[EXCERPTED TEXT Boundary: Start]

Finally, there is the work of actually building and curating the digital city. Of course, the DAO allows members to vote on budgets and initiatives via their Snapshot.
But they also are actively building new tools for members to engage with the community. They are experimenting with Token Curated Registries to bind together their network’s physical properties. They are also experimenting with blockchain-based credentialing tools like NFT Passports. They are building the infrastructure of their town together.
The Physical City
Cabin aimed, at first, to be a community for digital creators. They have, this year, positioned themselves as a “DAO Embassy” where online communities can come together in real life. In other words, their bread-and-butter are folks that can best be described as “very online.”
But Cabin is not just online. They are building a true alternative to physical cities. That project began with Neighborhood Zero.
Neighborhood Zero is a 28-acre estate roughly 45 minutes outside of Austin. At first, the residence there was just a 3 bedroom home built by the grandparents of Cabin’s founder, Jon Hillis. But the Cabin community has built on the property. They have constructed a 4 Bedroom/4 Bath container home. They are building two new “Tiny Homes” with external bathhouse. It also includes a sauna and a pergola built by DAO members during “Build Weeks.”
The vision of the DAO is to build and improve many neighborhoods like Neighborhood Zero. Members will be able to visit and stay in these communities wherever they exist. Today, Cabin already counts three active communities (Neighborhood Zero in Austin, Montaia in the Eastern Sierras and Radish in Oakland). They are actively recruiting new properties to participate in their network.
As the network begins to scale, the team is also starting to enable members to live in its neighborhoods. These different neighborhoods will form a geographically disparate but digitally linked “Network City:”
Here’s how that City will work:
Cabin is actively recruiting “Caretakers.” These individuals are owners of properties. The owners work out an arrangement with Cabin to join the “network” as a coliving Neighborhood.
Cabin vets and trains Caretakers. They also provide resources for building community in the coliving node.
Cabin Members purchase a Coliving Pass that allows them to book time to live or visit at Cabin neighborhoods.

[EXCERPTED TEXT Boundary: End]
[GIVEN DATA Boundary: Start]

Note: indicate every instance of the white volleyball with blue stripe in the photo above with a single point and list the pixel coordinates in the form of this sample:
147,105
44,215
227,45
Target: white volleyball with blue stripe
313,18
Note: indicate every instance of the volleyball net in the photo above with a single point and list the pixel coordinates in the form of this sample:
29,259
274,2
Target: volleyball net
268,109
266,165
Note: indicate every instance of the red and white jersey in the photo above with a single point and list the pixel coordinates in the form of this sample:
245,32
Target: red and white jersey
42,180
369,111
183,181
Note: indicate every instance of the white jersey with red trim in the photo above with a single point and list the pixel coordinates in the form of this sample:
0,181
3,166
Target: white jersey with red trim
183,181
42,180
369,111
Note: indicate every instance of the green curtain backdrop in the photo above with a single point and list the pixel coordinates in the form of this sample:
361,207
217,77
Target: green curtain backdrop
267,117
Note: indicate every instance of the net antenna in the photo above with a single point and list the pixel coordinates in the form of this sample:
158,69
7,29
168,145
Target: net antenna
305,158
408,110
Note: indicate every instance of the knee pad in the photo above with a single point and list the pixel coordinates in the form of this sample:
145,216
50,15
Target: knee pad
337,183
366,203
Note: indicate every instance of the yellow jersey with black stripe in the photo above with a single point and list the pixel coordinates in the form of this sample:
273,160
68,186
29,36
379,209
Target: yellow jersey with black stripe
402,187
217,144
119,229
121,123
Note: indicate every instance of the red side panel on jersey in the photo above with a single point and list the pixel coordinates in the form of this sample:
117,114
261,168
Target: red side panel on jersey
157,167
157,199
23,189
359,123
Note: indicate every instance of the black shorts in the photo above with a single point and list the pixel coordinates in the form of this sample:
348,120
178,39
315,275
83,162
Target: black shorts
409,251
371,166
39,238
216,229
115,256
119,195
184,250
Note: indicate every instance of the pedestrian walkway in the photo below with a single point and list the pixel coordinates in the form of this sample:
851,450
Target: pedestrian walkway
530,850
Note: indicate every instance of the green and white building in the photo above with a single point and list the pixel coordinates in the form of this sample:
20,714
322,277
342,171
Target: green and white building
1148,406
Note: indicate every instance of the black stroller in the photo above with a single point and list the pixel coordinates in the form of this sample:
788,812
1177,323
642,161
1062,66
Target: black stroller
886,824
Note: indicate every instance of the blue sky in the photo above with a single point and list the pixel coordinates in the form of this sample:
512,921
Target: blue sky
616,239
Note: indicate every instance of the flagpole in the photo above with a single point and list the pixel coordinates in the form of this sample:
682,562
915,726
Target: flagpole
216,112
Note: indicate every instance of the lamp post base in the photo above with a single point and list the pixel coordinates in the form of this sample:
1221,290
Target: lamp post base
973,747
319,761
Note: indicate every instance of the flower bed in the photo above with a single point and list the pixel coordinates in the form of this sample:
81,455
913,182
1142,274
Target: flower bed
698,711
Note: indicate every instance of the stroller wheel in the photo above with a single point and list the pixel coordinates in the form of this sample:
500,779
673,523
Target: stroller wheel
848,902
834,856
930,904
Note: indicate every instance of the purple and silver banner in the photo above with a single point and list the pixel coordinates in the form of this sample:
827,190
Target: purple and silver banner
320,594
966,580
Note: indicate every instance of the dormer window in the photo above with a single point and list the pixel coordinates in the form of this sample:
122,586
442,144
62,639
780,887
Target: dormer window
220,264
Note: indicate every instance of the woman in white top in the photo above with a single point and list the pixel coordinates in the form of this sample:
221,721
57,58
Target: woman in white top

[GIVEN DATA Boundary: End]

:: TASK INSTRUCTIONS ::
A - Rewrite the Cabin text starting with "As the network" and going on through "the coliving node.", putting "Hosts" in place of "Caretakers".
B - Extend the Cabin text from its final sentence.
The lines play no part in this.

:: TASK RESULTS ::
A -
As the network begins to scale, the team is also starting to enable members to live in its neighborhoods. These different neighborhoods will form a geographically disparate but digitally linked “Network City:”
Here’s how that City will work:
Cabin is actively recruiting “Hosts.” These individuals are owners of properties. The owners work out an arrangement with Cabin to join the “network” as a coliving Neighborhood.
Cabin vets and trains Hosts. They also provide resources for building community in the coliving node.

B -
Coliving, of course, is not without its own set of difficulties. When people live together – especially, young people – there can be major challenges to navigate. The usual roommate tensions and damage to physical space apply. But how does a DAO deal with the inevitable set of deeper challenges that will arise? Web3 remains an overwhelmingly white, male space. So how does a DAO think about diversity and inclusion? How does it think about handling sexual harassment and assault? How can it build and sustain a community that welcomes more than crypto bros?
As Cabin’s Community Lead Jon Dean put it to me, “I don’t care how beautiful the property is. If the people aren’t the right people nothing else really matters.”
To that end, Cabin has a rigorous application and screening process. They also invite new members to shorter retreats before allowing them to take up residency. This allows both sides to feel each other out.
The community has also taken DEI seriously. In April, they announced plans for a community census to understand and improve the community's diversity. They have also hosted a DAO operator residency to identify best practices for DAO DEI.
Cabin poses an important question. Can you build a replacement for real-world cities without demanding constant colocation? Can you realize Hemingway's dream of city-as-Moveable Feast?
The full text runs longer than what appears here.